READING PASSAGE>

|---|

Phillips Exeter Academy, Exeter, New Hampshire.

Phillips Exeter Academy, Exeter, New Hampshire.

The legacies were the luckiest for having the old blazers and shoes because those things had a certain cachet, the way scuffed leather does, the way your wristwatch will never seem quite so adult and masculine as the one your father wore when you were young. That cachet was authenticity and authenticity was a badge which identified established families. The badge had little to do with money, although that was often a side-effect, but with taste: author Nelson W. Aldrich, Jr. notes “the preppy ideal represents a collective yearning, with respect to money: yearning for a triumph of class over income, of grace over works, of being over doing.”

The ideal was apparent in the rumpled old blazer’s being held in higher esteem than the shiny new one because it was rumpled from generations of tradition. The blazer, and the shoes, were investments: an initial outlay of cash for quality meant a lasting return. Sound investments paid off: briefcases lasted, country homes were passed down along generations, children moved into their parents’ houses. The essence of the style was a disdain for showy wealth, of new possessions, because newness meant first possession. A new blazer couldn’t have been worn by a father or a grandfather to the same school as its current owner, so its owner must be a newcomer.

|---|

DATA TO USE>

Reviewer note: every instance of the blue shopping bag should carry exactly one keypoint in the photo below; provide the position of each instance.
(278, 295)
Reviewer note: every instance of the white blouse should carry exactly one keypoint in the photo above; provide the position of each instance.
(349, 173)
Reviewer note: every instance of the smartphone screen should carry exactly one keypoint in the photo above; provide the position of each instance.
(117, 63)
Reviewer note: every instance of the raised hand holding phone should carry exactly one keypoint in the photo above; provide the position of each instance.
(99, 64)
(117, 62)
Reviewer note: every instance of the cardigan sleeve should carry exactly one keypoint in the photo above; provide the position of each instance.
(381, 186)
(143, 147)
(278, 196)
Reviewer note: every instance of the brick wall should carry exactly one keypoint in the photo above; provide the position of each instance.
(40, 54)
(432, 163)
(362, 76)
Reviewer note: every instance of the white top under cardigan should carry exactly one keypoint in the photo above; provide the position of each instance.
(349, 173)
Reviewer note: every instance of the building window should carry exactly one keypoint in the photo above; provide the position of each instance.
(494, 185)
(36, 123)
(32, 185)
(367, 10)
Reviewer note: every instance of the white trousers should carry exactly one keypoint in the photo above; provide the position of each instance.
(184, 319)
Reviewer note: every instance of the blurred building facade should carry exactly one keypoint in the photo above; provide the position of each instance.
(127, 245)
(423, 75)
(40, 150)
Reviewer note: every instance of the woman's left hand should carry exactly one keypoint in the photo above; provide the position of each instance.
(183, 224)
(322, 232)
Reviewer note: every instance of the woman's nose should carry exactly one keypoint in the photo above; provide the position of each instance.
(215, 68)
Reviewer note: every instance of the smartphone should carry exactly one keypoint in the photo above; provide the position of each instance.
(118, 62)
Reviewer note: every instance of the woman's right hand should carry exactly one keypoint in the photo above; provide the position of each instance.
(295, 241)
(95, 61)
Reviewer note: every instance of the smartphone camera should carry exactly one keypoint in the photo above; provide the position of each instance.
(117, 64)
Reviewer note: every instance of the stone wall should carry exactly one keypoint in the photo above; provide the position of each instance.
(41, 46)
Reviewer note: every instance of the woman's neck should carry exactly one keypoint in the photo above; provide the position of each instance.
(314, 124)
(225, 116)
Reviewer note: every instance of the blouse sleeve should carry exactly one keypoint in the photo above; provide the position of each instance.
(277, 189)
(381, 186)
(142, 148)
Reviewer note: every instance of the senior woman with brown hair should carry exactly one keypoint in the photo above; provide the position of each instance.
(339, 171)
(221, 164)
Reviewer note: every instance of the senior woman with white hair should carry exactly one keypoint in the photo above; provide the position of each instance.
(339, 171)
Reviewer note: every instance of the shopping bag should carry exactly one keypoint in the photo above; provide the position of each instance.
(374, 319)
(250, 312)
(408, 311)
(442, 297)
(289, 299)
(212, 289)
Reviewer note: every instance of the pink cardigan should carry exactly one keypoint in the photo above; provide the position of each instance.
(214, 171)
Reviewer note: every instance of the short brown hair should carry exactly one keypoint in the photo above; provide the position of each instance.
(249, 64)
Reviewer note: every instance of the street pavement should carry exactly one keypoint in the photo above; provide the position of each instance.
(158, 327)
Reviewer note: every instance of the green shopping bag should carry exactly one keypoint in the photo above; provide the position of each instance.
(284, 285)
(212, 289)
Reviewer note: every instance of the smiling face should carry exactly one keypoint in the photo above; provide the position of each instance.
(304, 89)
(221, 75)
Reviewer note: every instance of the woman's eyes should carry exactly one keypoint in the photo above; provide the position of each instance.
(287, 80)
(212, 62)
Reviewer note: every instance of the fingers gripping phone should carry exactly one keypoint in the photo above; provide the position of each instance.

|---|

REQUIRED WORK>
1. In the text about preppy style, which author is quoted on the preppy ideal?
2. Please lay out everything in the records from the line containing "Reviewer note: every instance of the woman's eyes" down to the end of the records as a Markdown table with the columns n and Line. Number each row and skip blank lines.
The records are unrelated to the text.

ANSWERS FOR THE EXERCISE>
1. Nelson W. Aldrich, Jr.

2.
| n | Line |
|---|---|
| 1 | Reviewer note: every instance of the woman's eyes should carry exactly one keypoint in the photo above; provide the position of each instance. |
| 2 | (287, 80) |
| 3 | (212, 62) |
| 4 | Reviewer note: every instance of the fingers gripping phone should carry exactly one keypoint in the photo above; provide the position of each instance. |